— START OF Record excerpts —

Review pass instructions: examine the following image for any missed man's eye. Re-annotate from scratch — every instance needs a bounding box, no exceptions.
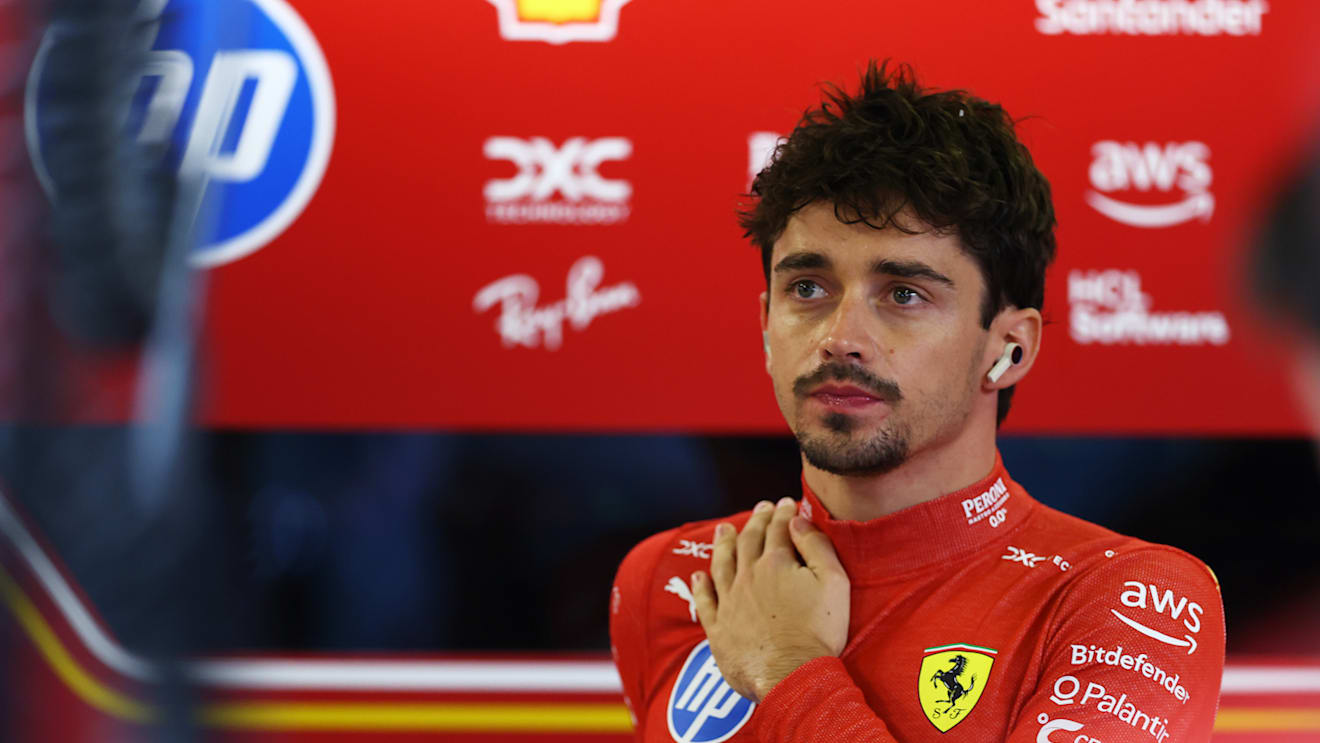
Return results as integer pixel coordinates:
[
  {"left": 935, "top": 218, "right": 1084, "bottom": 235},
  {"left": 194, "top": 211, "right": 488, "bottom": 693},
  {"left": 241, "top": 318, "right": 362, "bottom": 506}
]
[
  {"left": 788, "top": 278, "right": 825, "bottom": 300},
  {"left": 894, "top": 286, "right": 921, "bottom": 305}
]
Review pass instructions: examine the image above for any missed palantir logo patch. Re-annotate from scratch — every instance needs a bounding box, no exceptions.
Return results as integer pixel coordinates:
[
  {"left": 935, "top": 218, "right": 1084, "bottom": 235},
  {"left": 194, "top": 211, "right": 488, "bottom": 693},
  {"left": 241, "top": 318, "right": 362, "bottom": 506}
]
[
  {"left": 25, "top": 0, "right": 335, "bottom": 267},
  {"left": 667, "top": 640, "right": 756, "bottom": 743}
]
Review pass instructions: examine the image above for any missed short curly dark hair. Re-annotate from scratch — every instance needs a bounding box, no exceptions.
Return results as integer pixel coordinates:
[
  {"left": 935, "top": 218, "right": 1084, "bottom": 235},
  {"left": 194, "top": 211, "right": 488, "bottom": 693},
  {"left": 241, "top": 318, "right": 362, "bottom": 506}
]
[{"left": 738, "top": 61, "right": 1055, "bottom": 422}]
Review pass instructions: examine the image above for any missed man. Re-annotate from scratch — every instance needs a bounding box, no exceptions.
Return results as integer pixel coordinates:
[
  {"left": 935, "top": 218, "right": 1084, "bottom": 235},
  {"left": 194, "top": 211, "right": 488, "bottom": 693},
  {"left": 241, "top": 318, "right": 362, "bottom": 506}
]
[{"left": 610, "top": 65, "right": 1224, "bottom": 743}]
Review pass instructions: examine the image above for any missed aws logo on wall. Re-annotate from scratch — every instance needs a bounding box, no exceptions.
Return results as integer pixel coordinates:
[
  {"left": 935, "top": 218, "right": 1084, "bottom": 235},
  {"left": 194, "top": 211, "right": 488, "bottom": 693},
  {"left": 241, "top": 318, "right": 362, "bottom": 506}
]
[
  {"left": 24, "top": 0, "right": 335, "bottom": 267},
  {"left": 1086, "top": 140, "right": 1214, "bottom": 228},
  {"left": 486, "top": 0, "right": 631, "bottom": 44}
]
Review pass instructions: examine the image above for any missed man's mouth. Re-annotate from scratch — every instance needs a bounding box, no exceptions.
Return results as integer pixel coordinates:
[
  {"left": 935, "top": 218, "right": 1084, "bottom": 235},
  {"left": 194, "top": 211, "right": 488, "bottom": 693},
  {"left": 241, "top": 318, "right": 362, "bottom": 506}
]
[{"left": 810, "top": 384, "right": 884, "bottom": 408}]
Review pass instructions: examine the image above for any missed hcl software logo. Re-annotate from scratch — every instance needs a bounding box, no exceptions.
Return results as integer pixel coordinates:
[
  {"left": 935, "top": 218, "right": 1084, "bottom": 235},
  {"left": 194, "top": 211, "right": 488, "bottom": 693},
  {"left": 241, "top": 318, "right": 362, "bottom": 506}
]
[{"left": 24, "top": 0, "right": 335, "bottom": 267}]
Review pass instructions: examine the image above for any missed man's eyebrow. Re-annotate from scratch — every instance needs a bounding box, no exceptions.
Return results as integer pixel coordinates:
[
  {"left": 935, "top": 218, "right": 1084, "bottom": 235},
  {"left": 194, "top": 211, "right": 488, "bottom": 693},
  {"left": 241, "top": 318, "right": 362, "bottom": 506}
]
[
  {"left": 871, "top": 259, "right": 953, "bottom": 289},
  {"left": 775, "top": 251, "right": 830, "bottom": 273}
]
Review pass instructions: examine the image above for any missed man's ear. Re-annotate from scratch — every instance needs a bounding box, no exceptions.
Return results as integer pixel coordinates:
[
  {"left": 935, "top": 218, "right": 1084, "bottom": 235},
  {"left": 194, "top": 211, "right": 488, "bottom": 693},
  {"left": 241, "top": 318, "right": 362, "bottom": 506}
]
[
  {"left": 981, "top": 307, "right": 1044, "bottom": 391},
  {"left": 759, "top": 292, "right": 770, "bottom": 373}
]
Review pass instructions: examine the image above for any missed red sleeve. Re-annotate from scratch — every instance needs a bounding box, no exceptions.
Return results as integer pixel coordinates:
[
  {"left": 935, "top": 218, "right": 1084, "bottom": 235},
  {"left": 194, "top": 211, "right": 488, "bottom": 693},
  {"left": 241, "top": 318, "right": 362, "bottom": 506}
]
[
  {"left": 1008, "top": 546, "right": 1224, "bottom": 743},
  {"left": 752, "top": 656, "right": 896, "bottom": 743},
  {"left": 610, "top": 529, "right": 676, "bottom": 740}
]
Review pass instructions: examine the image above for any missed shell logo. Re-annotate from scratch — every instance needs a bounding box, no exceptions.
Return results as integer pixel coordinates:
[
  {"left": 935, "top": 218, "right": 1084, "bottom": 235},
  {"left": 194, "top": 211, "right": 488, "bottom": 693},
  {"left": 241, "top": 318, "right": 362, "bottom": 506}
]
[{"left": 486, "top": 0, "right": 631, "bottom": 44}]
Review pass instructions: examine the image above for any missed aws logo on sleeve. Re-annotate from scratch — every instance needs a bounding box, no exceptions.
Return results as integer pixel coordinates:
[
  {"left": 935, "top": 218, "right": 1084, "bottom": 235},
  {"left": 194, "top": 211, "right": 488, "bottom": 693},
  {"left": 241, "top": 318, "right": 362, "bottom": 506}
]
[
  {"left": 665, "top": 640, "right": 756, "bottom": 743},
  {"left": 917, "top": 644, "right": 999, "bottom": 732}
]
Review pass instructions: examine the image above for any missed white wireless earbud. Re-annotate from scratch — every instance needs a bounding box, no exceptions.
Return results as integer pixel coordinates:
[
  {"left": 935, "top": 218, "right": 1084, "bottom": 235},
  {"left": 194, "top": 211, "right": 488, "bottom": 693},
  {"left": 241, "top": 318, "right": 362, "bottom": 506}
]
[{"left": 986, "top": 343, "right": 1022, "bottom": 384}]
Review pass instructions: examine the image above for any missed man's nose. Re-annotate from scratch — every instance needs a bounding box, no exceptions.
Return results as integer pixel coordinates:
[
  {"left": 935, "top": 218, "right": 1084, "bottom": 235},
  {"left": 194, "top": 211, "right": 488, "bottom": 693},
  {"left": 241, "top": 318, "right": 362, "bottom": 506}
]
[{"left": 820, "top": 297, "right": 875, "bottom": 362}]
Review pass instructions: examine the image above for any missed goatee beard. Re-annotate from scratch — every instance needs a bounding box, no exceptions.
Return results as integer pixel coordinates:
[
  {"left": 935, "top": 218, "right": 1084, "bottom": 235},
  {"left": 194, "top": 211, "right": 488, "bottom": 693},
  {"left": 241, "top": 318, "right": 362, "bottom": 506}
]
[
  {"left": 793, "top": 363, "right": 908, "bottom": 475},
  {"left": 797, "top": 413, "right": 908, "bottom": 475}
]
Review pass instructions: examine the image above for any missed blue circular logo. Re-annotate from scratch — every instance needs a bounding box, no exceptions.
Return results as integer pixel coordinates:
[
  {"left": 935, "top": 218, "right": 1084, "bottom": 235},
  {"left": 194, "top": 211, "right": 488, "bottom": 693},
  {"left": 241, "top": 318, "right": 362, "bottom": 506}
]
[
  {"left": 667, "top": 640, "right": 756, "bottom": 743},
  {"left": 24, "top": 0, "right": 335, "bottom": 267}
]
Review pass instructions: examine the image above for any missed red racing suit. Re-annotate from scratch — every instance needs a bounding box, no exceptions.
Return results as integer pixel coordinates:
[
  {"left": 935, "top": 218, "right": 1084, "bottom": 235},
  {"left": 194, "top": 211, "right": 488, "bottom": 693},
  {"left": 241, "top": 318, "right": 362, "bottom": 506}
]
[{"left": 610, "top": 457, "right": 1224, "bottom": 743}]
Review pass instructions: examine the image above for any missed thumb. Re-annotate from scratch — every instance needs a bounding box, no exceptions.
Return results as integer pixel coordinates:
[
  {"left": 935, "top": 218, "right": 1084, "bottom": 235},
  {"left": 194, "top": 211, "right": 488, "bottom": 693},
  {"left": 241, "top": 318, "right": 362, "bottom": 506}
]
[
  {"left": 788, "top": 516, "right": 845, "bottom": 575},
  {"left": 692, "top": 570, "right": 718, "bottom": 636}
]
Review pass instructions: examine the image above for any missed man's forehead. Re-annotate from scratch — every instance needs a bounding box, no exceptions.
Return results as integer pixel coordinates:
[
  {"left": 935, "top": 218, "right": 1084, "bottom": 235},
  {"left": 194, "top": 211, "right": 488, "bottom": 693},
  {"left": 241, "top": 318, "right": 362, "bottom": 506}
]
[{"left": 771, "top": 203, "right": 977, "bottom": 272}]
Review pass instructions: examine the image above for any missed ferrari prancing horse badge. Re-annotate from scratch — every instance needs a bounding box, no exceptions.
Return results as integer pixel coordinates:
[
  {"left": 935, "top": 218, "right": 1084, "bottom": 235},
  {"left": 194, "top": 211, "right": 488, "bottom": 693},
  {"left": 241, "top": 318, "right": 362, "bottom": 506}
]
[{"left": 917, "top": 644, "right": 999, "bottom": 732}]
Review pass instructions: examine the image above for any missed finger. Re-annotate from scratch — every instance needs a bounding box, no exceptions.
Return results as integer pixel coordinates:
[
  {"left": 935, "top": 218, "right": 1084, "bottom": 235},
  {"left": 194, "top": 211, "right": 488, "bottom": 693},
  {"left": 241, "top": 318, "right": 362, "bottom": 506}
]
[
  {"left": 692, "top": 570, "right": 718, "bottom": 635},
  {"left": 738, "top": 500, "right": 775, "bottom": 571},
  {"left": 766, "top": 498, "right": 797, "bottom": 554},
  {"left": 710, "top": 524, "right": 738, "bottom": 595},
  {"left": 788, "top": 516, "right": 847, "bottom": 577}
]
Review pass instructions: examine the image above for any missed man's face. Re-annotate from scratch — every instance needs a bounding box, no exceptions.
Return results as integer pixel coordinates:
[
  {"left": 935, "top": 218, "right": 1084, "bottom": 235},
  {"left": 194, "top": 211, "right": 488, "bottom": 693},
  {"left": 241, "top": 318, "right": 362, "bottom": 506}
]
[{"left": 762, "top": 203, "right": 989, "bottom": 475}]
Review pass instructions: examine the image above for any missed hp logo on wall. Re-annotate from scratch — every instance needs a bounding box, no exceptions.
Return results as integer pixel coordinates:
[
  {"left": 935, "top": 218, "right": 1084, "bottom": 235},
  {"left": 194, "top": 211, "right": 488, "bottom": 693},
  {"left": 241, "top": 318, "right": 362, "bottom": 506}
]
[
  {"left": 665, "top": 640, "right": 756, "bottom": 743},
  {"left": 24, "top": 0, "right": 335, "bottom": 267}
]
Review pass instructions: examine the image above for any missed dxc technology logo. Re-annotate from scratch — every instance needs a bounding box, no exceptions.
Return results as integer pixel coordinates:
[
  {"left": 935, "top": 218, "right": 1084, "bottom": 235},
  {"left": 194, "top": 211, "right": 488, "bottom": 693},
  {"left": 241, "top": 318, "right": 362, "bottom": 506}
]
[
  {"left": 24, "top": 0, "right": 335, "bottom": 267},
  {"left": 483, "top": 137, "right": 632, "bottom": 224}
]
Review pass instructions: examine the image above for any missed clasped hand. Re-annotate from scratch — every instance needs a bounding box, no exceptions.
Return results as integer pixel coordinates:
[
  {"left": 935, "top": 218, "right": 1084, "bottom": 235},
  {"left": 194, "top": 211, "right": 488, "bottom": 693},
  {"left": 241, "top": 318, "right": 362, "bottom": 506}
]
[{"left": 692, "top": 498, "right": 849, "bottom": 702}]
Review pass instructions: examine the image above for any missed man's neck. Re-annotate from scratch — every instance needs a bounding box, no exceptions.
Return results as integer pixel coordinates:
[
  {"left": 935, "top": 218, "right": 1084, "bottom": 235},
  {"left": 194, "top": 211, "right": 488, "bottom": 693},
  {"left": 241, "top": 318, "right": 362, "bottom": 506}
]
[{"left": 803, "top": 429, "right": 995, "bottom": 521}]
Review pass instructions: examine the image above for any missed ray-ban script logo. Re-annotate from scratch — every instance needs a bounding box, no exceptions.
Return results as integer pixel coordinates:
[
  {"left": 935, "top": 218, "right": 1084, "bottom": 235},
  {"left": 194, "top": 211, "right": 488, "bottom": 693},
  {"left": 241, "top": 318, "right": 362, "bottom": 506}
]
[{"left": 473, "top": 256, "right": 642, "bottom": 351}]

— END OF Record excerpts —

[Aim of the exercise] Can you write out, word for word, the rows from the line that contains "any missed ray-ban" through the end of the rows, with both of those ends included?

[Reply]
Review pass instructions: examine the image above for any missed ray-ban script logo. Re-annotate from scratch — every instance needs a bounding box, no exceptions.
Return results as integer pixel coordinates:
[
  {"left": 935, "top": 218, "right": 1084, "bottom": 235},
  {"left": 194, "top": 211, "right": 488, "bottom": 693},
  {"left": 241, "top": 318, "right": 362, "bottom": 506}
]
[{"left": 473, "top": 256, "right": 642, "bottom": 351}]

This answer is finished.